** START OF QUOTED TEXT **

May 1989 - Verbatim, Knock 31

The cover reads "Keeping your Dot-Matrix Printer Happy: Experts' Tips on Care & Cleaning" and suddenly I have a vision of a "dot matrix happiness specialist", and thinking how lonely they must be these days.

The Editor's Notes talks about how many submissions they get; they claim 30-40 a week, down from 300 a week in 1984, and a notable decline the past year. WOW! They... must have seen a LOT of crap submissions, to be honest, because some of those early submissions were real stinkers. Steve Harter mentioned getting $5,000 with the upfront plus royalties, so there was money to be made. (Once I get through the run, it will be interesting to plot out the scores, though I know I'm hardly unbiased and even my own scoring system probably shifts as I start feeling more or less sympathetic.)

** END OF QUOTED TEXT **
** START OF RAW DATA **

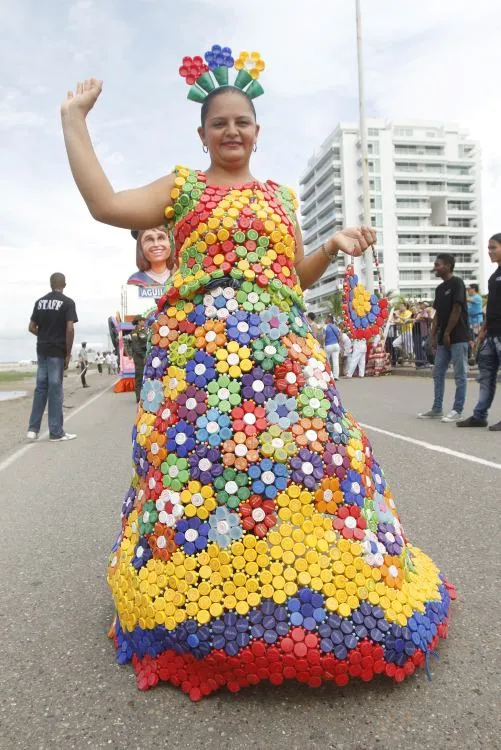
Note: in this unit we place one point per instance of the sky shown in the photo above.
(428, 61)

** END OF RAW DATA **

WORK TO DO →
#1 Say whether each statement agrees with the May 1989 write-up, answering yes or no and quoting the text's deciding words exactly: (a) The Editor's Notes give a figure of 300 submissions a week in 1984. (b) The cover offers tips on cleaning laser printers. (c) Steve Harter mentioned receiving royalties in addition to an upfront payment.
#2 Write out the part of the May 1989 write-up that opens with the words containing "The cover reads" and closes with "be these days.".

SOLUTIONS TO THE EXERCISE →
#1
(a) Yes: "down from 300 a week in 1984"
(b) No: "Keeping your Dot-Matrix Printer Happy: Experts' Tips on Care & Cleaning"
(c) Yes: "Steve Harter mentioned getting $5,000 with the upfront plus royalties"

#2
The cover reads "Keeping your Dot-Matrix Printer Happy: Experts' Tips on Care & Cleaning" and suddenly I have a vision of a "dot matrix happiness specialist", and thinking how lonely they must be these days.